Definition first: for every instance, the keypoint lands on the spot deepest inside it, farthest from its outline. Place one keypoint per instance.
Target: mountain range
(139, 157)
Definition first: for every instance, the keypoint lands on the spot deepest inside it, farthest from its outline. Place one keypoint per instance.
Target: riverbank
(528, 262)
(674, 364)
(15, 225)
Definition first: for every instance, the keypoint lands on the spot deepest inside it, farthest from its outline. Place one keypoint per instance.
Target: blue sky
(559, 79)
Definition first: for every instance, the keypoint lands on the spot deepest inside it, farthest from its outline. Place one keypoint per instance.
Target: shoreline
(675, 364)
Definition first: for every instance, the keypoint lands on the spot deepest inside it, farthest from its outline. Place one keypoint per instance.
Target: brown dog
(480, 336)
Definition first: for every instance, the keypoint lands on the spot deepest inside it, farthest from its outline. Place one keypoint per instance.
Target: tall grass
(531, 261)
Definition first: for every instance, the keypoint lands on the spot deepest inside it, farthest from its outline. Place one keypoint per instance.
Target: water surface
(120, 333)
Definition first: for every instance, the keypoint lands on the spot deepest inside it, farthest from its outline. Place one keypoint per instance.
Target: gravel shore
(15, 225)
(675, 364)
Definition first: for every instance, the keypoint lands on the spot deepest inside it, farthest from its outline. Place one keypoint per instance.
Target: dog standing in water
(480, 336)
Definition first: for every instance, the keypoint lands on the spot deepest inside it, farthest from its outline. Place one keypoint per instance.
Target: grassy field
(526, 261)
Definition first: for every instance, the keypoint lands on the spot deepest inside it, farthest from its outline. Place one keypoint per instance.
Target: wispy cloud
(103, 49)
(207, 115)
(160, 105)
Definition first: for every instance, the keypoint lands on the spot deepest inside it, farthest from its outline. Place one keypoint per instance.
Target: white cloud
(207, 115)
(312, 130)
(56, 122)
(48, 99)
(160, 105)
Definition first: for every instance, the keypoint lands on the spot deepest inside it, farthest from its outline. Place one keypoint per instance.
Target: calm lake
══════
* Work to be completed: Everything in the listing above should be duplicated exactly.

* Answer to the problem:
Definition first: for every instance, the keypoint lands on the spot deepest inside it, farthest from its outline. Place one keypoint per instance.
Target: mountain range
(139, 157)
Definition first: for every instance, the keypoint lands on the spot deepest inside it, farthest from its outline. Place one keypoint per instance.
Target: riverbank
(528, 262)
(674, 364)
(15, 225)
Definition first: for every instance, the keypoint lands on the spot deepest inside it, farthest from its outline. Place one keypoint per instance.
Target: blue sky
(559, 79)
Definition first: for every instance, the keypoint lands on the spot deepest inside it, farthest from its outline. Place one keypoint per instance.
Target: shoreline
(675, 364)
Definition first: for every instance, the keypoint lands on the spot deepest inside it, farthest from its outline. Place one keypoint per instance.
Target: brown dog
(480, 336)
Definition first: for every instance, the keypoint lands on the spot deepest inside it, farthest from its outline. Place one keypoint per instance.
Target: tall grass
(531, 261)
Definition first: for every instance, the keypoint lands on the spot deepest inside it, farthest from its outline. Place one keypoint per instance.
Target: water surface
(120, 333)
Definition first: for every instance, the keypoint lands on the spot deepest inside it, farthest from its outline. Place one keypoint per instance.
Target: gravel shore
(15, 225)
(675, 364)
Definition first: for every instance, the keypoint lands on the spot deepest inside it, farthest from its outline. Place one keypoint per instance.
Target: dog standing in water
(480, 336)
Definition first: for every instance, the keypoint lands on the spot deepest inside it, farthest from its outline. Place one keypoint per instance.
Target: grassy field
(526, 261)
Definition first: for every instance, the keypoint lands on the spot deepest inside it, farthest from its outline. Place one keypoint per instance.
Target: wispy cloud
(103, 49)
(207, 115)
(160, 105)
Definition first: for every instance, the keypoint lands on the spot deepest inside it, farthest from its outline. Place one keypoint per instance.
Target: white cloud
(207, 115)
(312, 130)
(56, 122)
(48, 99)
(160, 105)
Definition first: for every instance, the keypoint lands on the spot deepest inside it, farthest from its outline. Place one keypoint per instance.
Target: calm lake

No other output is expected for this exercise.